> **THE TASK**
Change "a point per instance" to "one point for each instance" everywhere in the rows below, leaving everything else the same. Omit the pictures from your answer.

****

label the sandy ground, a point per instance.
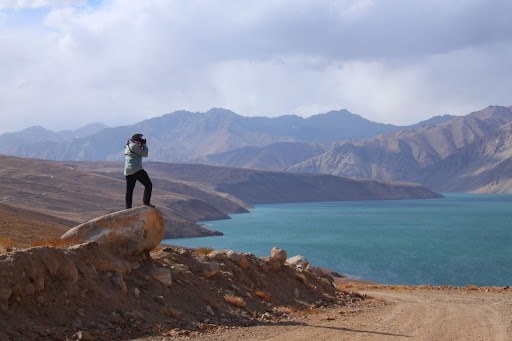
(404, 313)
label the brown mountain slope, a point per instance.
(78, 195)
(484, 166)
(256, 187)
(275, 156)
(23, 227)
(406, 154)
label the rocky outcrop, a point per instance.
(89, 291)
(298, 261)
(128, 232)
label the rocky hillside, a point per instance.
(91, 291)
(67, 192)
(484, 166)
(78, 191)
(275, 156)
(408, 154)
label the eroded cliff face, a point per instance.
(97, 290)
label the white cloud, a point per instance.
(33, 4)
(394, 61)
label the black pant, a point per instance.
(143, 177)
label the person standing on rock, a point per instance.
(134, 151)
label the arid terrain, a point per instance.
(90, 292)
(393, 313)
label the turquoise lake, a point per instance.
(458, 240)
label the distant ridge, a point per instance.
(410, 154)
(184, 136)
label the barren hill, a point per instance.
(484, 166)
(183, 136)
(78, 191)
(109, 287)
(408, 154)
(76, 195)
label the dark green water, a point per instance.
(459, 240)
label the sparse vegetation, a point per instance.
(204, 250)
(265, 296)
(57, 242)
(284, 310)
(6, 244)
(171, 312)
(237, 301)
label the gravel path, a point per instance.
(400, 313)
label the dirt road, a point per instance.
(408, 314)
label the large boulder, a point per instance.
(278, 255)
(129, 232)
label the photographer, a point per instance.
(134, 151)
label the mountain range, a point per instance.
(431, 152)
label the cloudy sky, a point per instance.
(66, 63)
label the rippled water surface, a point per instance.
(459, 240)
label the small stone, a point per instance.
(296, 293)
(5, 293)
(83, 336)
(217, 255)
(298, 261)
(162, 275)
(278, 254)
(210, 269)
(30, 289)
(77, 323)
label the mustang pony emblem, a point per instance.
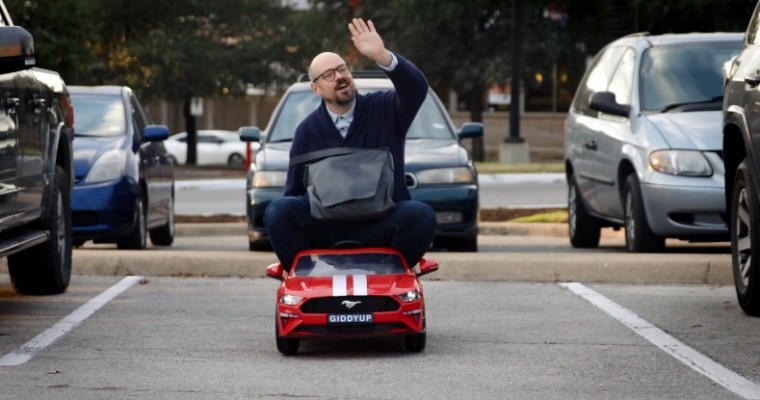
(350, 304)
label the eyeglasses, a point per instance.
(329, 75)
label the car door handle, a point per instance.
(753, 79)
(11, 102)
(37, 105)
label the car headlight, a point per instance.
(108, 167)
(269, 179)
(290, 299)
(411, 295)
(680, 162)
(445, 175)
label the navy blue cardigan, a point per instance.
(381, 119)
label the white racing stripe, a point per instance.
(360, 285)
(679, 350)
(28, 350)
(340, 286)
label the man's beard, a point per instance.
(344, 100)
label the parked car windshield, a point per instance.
(349, 264)
(430, 122)
(689, 73)
(99, 115)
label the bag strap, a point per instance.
(316, 155)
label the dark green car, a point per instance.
(438, 168)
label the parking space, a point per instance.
(213, 338)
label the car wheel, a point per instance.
(416, 342)
(285, 346)
(136, 240)
(745, 220)
(235, 160)
(639, 237)
(46, 268)
(164, 235)
(584, 229)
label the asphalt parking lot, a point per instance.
(507, 252)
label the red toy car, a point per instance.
(364, 292)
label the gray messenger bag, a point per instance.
(347, 184)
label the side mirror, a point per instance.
(275, 271)
(16, 49)
(155, 133)
(250, 133)
(605, 102)
(727, 69)
(471, 130)
(427, 266)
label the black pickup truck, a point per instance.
(36, 132)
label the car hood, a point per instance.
(420, 153)
(690, 130)
(87, 150)
(377, 285)
(427, 153)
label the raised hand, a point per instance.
(368, 41)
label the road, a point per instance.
(212, 338)
(227, 196)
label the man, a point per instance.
(347, 119)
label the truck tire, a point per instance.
(46, 268)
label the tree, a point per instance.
(195, 48)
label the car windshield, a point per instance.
(430, 122)
(99, 115)
(349, 264)
(685, 74)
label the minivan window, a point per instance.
(687, 73)
(621, 83)
(598, 77)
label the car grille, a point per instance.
(363, 304)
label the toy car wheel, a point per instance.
(584, 230)
(136, 240)
(415, 343)
(164, 235)
(46, 268)
(285, 346)
(745, 220)
(639, 237)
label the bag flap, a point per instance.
(349, 177)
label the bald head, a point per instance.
(322, 62)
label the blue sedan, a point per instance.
(124, 180)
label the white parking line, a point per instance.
(28, 350)
(679, 350)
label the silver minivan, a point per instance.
(643, 141)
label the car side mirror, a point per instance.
(471, 130)
(155, 133)
(605, 102)
(250, 133)
(275, 271)
(427, 266)
(16, 49)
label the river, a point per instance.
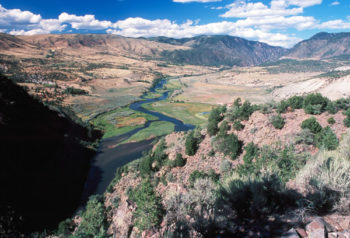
(111, 154)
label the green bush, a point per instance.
(347, 119)
(315, 104)
(327, 139)
(191, 144)
(201, 175)
(215, 116)
(224, 127)
(75, 91)
(240, 111)
(311, 124)
(93, 222)
(305, 137)
(331, 121)
(149, 210)
(179, 160)
(237, 125)
(251, 153)
(230, 145)
(277, 121)
(252, 198)
(296, 102)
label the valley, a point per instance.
(173, 111)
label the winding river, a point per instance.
(110, 155)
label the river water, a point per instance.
(110, 155)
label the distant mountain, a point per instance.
(323, 45)
(9, 41)
(220, 50)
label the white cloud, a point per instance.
(15, 17)
(334, 24)
(137, 27)
(87, 22)
(243, 9)
(186, 1)
(335, 3)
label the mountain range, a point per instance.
(201, 50)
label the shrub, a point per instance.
(237, 125)
(149, 210)
(75, 91)
(331, 121)
(296, 102)
(327, 139)
(251, 153)
(327, 175)
(250, 198)
(201, 175)
(93, 222)
(311, 124)
(215, 117)
(179, 160)
(230, 145)
(225, 166)
(283, 161)
(282, 106)
(146, 165)
(347, 119)
(224, 127)
(191, 144)
(277, 121)
(305, 137)
(240, 111)
(315, 104)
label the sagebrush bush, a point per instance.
(315, 104)
(191, 144)
(331, 120)
(237, 125)
(240, 111)
(229, 145)
(328, 175)
(277, 121)
(149, 210)
(179, 160)
(306, 137)
(311, 124)
(327, 139)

****

> **EXPECTED ANSWER**
label the sandy ground, one point for each instance.
(404, 313)
label the brown mountain slope, one point for each instance.
(78, 195)
(484, 166)
(256, 187)
(275, 156)
(23, 227)
(406, 154)
label the rocky outcrop, one point for each instance.
(89, 291)
(298, 261)
(128, 232)
label the rocky hillside, one point for each instance.
(91, 291)
(67, 192)
(484, 166)
(78, 191)
(275, 156)
(408, 154)
label the eroded cliff face, one point for each instance.
(97, 290)
label the white cloud, one point for each instance.
(33, 4)
(394, 61)
label the black pant, one point for each instance.
(143, 177)
label the person standing on rock, one point for each instance.
(134, 151)
label the arid terrain, one point for each instance.
(90, 292)
(393, 313)
label the turquoise lake, one point for each instance.
(458, 240)
label the distant ridge, one point for each instance.
(410, 154)
(184, 136)
label the barren hill, one point for each instance.
(484, 166)
(183, 136)
(78, 191)
(109, 287)
(408, 154)
(76, 195)
label the dark green water, one point for each instance.
(459, 240)
label the sparse vegetation, one point for each instance.
(204, 250)
(265, 296)
(57, 242)
(284, 310)
(6, 244)
(171, 312)
(237, 301)
label the gravel path, one point for each instance.
(400, 313)
label the dirt road, one point for each instance.
(408, 314)
label the large boulder, one point for each instance.
(278, 255)
(129, 232)
label the photographer, one point for each instance.
(134, 151)
label the mountain range, one point for each instance.
(431, 152)
label the cloudy sky, one point for each instance.
(66, 63)
label the rippled water surface, one point for each instance.
(459, 240)
label the small stone, one point for each instance.
(296, 293)
(5, 293)
(83, 336)
(217, 255)
(298, 261)
(162, 275)
(278, 254)
(210, 269)
(30, 289)
(77, 323)
label the mustang pony emblem, one point for each instance.
(350, 304)
label the eyeglasses, one point for each instance.
(329, 75)
label the car door handle, one point for each instance.
(753, 79)
(11, 102)
(37, 105)
label the car headlight, one point for each instance.
(108, 167)
(269, 179)
(290, 299)
(411, 295)
(680, 162)
(445, 175)
label the navy blue cardigan, one point for each instance.
(381, 119)
label the white racing stripe, one point for each instance.
(360, 285)
(679, 350)
(28, 350)
(340, 286)
label the man's beard, one point for each instance.
(344, 100)
label the parked car windshield, one point for each instance.
(349, 264)
(430, 122)
(689, 73)
(99, 115)
label the bag strap, one point for each instance.
(316, 155)
label the dark green car, one point for each instance.
(438, 168)
label the parking space, one point for each instance.
(213, 338)
label the car wheel, one point for each instance.
(416, 342)
(285, 346)
(136, 240)
(745, 220)
(235, 160)
(639, 237)
(46, 268)
(164, 235)
(584, 229)
label the asphalt parking lot, one point for each instance.
(507, 252)
label the red toy car, one point for each instance.
(364, 292)
label the gray messenger bag, one point for each instance.
(347, 184)
label the side mirror, one point for each instance.
(275, 271)
(16, 49)
(155, 133)
(250, 133)
(605, 102)
(727, 69)
(471, 130)
(427, 266)
label the black pickup truck, one point for each instance.
(36, 132)
label the car hood, one point for each instance.
(420, 153)
(690, 130)
(87, 150)
(377, 285)
(427, 153)
label the raised hand, one point for each instance.
(368, 41)
label the road, one point for each instance.
(212, 338)
(227, 196)
label the man, one point for each instance.
(347, 119)
label the truck tire, one point for each instance.
(46, 268)
label the tree, one point for each instance.
(195, 48)
label the car windshield, one point for each instance.
(430, 122)
(99, 115)
(349, 264)
(685, 74)
label the minivan window, one point for each instance.
(687, 73)
(621, 83)
(598, 77)
label the car grille, one point for each instance.
(363, 304)
label the toy car wheel, one point for each instance.
(584, 230)
(136, 240)
(415, 343)
(164, 235)
(46, 268)
(285, 346)
(745, 220)
(639, 237)
label the bag flap, one point for each instance.
(349, 177)
label the bald head, one point for each instance.
(322, 62)
label the blue sedan, one point for each instance.
(124, 180)
label the white parking line, one point for each instance.
(28, 350)
(679, 350)
label the silver minivan, one point for each instance.
(643, 141)
label the car side mirror, one point for each instance.
(471, 130)
(155, 133)
(605, 102)
(250, 133)
(275, 271)
(427, 266)
(16, 49)
label the river, one point for each instance.
(111, 154)
label the green bush, one point for each instance.
(347, 119)
(315, 104)
(327, 139)
(191, 144)
(201, 175)
(215, 116)
(224, 127)
(75, 91)
(240, 111)
(311, 124)
(93, 222)
(305, 137)
(331, 121)
(149, 210)
(179, 160)
(237, 125)
(251, 153)
(230, 145)
(277, 121)
(252, 198)
(296, 102)
label the valley, one point for each instance.
(173, 111)
label the winding river, one point for each instance.
(110, 155)
label the river water, one point for each instance.
(110, 155)
label the distant mountain, one point for each instance.
(323, 45)
(9, 41)
(220, 50)
label the white cloud, one point for each instance.
(15, 17)
(334, 24)
(137, 27)
(87, 22)
(243, 9)
(186, 1)
(335, 3)
label the mountain range, one point for each instance.
(201, 50)
label the shrub, one point for each instance.
(237, 125)
(149, 210)
(75, 91)
(331, 121)
(296, 102)
(327, 139)
(251, 153)
(327, 175)
(250, 198)
(201, 175)
(93, 222)
(311, 124)
(215, 117)
(179, 160)
(230, 145)
(225, 166)
(283, 161)
(282, 106)
(146, 165)
(347, 119)
(224, 127)
(191, 144)
(277, 121)
(305, 137)
(240, 111)
(315, 104)
label the sagebrush bush, one point for each instance.
(315, 104)
(191, 144)
(331, 120)
(237, 125)
(240, 111)
(229, 145)
(328, 175)
(277, 121)
(149, 210)
(179, 160)
(306, 137)
(311, 124)
(327, 139)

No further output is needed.